So for example, in a 2 dimensional case, let T be a transformation such that T(u,v)=<x,y> then the Jacobian matrix of this function would look like this:
$ J(u,v)=\begin{bmatrix} \frac{\partial x}{\partial u} & \frac{\partial x}{\partial v} \\ \frac{\partial y}{\partial u} & \frac{\partial y}{\partial v} \end{bmatrix} $
This Jacobian matrix noticably holds all of the partial derivatives of the transformation with respect to each of the variables. Therefore each row contains how a particular output element changes with respect to each of the input elements. This means that the Jacobian matrix contains vectors that help describe how a change in any of the input elements affects the output elements.
To help illustrate making Jacobian matrices, let's do some examples:
Example #1:
What would be the Jacobian Matrix of this Transformation?
$ T(u,v) = <u\times \cos v, u\times \sin v> $ .
Solution:
$ x=u \times \cos v \longrightarrow \frac{\partial x}{\partial u}= \cos v , \; \frac{\partial x}{\partial v} = -u\times \sin v $
$ y=u\times\sin v \longrightarrow \frac{\partial y}{\partial u}= \sin v , \; \frac{\partial y}{\partial v} = u\times \cos v $
$ J(u,v)=\begin{bmatrix} \frac{\partial x}{\partial u} & \frac{\partial x}{\partial v} \\ \frac{\partial y}{\partial u} & \frac{\partial y}{\partial v} \end{bmatrix}= \begin{bmatrix} \cos v & -u\times \sin v \\ \sin v & u\times \cos v \end{bmatrix} $
Example #2:
What would be the Jacobian Matrix of this Transformation?
$ T(u,v) = <u, v, u^v>,u>0 $ .
Solution:
Notice, that this matrix will not be square because there is a difference in dimensions of the input and output, i.e. the transformation is not injective.

#### Written instruction A
Answer these about the text on Jacobian matrices, one answer a line:
(i) What does each row of the Jacobian matrix contain?
(ii) In Example #1, what is the partial derivative of x with respect to v?
(iii) In Example #2, what condition is placed on u?
The records have nothing to do with the text on Jacobian matrices.

#### Items

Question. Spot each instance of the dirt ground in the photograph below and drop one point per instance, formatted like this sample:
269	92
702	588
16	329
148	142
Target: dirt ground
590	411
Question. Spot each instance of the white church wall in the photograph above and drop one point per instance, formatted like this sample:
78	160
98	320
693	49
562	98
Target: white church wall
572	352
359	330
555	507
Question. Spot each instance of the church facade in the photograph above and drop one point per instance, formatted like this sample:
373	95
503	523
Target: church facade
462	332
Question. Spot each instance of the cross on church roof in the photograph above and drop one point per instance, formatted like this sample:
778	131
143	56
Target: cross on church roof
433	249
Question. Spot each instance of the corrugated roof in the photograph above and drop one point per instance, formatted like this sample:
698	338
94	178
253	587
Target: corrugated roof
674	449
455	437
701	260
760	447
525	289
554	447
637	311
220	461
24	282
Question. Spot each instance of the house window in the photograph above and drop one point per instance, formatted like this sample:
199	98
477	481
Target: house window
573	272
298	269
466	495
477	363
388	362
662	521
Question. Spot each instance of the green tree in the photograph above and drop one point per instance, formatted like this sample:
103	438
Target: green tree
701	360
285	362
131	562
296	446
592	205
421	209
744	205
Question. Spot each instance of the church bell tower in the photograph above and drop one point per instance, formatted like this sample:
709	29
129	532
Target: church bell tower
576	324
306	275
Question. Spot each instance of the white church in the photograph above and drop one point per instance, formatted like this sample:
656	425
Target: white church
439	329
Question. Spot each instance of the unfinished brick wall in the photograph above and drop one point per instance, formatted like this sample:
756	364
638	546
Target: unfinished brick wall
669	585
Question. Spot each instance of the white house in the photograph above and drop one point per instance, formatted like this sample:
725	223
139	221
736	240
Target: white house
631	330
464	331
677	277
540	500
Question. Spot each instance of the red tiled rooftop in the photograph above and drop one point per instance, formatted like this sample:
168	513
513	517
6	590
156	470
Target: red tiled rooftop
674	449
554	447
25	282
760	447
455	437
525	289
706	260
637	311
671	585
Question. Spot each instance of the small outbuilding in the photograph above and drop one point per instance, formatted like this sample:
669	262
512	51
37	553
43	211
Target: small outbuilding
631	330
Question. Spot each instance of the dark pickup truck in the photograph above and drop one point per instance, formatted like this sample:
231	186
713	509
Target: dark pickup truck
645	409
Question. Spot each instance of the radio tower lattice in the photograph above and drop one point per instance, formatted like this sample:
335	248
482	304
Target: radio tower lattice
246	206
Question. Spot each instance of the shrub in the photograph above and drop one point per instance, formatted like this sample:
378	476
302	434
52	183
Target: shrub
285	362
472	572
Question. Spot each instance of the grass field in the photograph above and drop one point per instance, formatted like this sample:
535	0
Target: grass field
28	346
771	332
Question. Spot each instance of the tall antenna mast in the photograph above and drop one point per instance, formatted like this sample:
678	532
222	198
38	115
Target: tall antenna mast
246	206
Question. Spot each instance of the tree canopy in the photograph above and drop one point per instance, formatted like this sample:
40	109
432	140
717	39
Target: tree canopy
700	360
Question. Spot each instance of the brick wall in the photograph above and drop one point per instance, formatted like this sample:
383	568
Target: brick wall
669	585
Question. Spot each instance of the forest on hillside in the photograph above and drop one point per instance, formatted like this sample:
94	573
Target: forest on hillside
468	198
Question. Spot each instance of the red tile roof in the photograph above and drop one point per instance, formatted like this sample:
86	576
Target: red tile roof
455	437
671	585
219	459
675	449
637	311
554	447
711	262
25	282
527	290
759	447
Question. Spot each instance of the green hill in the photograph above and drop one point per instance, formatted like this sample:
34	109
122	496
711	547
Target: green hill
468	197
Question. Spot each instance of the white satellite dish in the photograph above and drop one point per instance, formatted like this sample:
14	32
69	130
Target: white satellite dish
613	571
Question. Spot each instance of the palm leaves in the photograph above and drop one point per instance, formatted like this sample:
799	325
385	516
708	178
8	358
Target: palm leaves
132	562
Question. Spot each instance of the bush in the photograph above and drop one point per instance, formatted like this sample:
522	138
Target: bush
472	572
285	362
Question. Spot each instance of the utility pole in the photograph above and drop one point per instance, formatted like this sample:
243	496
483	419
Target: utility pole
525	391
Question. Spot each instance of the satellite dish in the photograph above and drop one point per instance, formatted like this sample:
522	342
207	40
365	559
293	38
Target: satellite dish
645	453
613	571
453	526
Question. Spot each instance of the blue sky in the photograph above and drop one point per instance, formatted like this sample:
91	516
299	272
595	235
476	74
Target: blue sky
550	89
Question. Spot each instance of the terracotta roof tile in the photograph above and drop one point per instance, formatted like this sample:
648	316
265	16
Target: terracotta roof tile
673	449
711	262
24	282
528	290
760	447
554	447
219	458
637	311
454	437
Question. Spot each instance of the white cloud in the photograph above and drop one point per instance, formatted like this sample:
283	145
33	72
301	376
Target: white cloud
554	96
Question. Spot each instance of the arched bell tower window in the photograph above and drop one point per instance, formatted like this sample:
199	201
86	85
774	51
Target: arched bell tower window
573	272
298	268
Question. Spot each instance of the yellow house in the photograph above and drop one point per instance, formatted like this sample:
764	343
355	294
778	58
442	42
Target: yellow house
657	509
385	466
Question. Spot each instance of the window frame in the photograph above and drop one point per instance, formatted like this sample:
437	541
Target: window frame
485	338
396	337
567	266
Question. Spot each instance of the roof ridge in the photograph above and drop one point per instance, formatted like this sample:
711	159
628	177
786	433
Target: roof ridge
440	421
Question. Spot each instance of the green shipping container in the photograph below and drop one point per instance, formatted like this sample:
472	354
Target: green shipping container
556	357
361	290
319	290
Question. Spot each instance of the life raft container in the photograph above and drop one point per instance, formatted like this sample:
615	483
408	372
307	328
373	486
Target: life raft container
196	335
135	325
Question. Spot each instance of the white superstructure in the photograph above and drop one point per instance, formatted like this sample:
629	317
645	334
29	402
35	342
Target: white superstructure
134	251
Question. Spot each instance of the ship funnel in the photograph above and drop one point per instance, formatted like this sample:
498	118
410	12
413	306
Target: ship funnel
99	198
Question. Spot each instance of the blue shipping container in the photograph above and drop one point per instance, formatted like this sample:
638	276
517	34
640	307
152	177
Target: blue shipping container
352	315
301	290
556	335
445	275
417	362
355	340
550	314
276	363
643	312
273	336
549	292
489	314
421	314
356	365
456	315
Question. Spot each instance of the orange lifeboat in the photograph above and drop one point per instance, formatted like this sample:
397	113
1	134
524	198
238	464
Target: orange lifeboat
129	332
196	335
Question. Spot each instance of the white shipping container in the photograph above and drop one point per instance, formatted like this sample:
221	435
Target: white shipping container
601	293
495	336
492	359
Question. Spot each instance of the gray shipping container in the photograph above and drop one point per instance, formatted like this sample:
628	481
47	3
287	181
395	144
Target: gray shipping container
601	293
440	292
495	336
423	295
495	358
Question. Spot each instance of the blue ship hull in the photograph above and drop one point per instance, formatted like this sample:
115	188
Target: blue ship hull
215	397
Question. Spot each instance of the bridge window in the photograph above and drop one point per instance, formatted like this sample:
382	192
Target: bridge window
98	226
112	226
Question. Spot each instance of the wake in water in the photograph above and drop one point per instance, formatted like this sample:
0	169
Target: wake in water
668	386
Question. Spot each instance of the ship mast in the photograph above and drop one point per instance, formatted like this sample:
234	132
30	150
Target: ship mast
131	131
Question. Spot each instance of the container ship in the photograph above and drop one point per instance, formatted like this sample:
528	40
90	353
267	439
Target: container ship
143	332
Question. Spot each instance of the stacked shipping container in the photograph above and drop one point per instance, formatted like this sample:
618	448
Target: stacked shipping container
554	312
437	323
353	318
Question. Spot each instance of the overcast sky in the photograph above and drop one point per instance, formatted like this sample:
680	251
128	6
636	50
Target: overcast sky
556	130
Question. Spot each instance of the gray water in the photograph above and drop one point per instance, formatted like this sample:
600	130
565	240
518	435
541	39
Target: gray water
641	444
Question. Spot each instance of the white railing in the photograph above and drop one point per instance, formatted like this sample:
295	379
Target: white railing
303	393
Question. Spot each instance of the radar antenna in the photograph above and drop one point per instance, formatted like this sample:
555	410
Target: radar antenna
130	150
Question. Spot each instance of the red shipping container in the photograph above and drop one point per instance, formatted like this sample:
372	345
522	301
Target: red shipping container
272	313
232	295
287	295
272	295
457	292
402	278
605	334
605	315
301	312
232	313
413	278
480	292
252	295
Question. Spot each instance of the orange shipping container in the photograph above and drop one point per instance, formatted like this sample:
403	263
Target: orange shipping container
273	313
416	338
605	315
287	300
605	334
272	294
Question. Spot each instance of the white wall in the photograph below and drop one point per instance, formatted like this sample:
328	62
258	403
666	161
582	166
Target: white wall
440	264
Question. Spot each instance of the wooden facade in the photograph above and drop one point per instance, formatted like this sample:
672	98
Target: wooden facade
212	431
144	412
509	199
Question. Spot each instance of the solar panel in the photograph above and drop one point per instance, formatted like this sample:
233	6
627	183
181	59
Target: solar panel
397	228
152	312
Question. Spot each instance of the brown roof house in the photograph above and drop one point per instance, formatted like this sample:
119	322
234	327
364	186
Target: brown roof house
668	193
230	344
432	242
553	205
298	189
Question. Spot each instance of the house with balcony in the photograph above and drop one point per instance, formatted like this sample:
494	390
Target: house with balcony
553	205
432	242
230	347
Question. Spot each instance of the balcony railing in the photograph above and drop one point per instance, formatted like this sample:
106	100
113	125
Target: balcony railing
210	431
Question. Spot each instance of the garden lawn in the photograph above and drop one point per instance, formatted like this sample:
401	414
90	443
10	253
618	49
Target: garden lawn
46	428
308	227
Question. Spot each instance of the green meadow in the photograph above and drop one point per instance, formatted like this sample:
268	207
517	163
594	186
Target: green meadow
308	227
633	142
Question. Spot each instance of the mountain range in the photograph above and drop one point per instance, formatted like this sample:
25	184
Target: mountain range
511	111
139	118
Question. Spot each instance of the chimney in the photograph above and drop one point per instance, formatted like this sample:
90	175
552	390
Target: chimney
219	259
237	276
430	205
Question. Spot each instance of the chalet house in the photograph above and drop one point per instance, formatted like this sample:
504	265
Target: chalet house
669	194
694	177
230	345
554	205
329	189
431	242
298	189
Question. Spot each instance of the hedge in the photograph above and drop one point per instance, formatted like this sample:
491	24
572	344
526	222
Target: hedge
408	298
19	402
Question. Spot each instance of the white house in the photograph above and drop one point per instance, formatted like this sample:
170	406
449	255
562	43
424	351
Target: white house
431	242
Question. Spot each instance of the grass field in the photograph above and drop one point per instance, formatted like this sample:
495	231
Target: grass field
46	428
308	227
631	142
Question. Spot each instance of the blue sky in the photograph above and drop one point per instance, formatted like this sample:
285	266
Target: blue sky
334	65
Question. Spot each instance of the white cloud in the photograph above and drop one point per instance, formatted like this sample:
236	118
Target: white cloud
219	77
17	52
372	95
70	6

#### Written instruction B
Pull out every line of the records that contains the word "balcony".

#### Answer A
(i) How a particular output element changes with respect to each of the input elements.
(ii) -u × sin v
(iii) u > 0

#### Answer B
Question. Spot each instance of the house with balcony in the photograph above and drop one point per instance, formatted like this sample:
Target: house with balcony
Question. Spot each instance of the balcony railing in the photograph above and drop one point per instance, formatted like this sample:
Target: balcony railing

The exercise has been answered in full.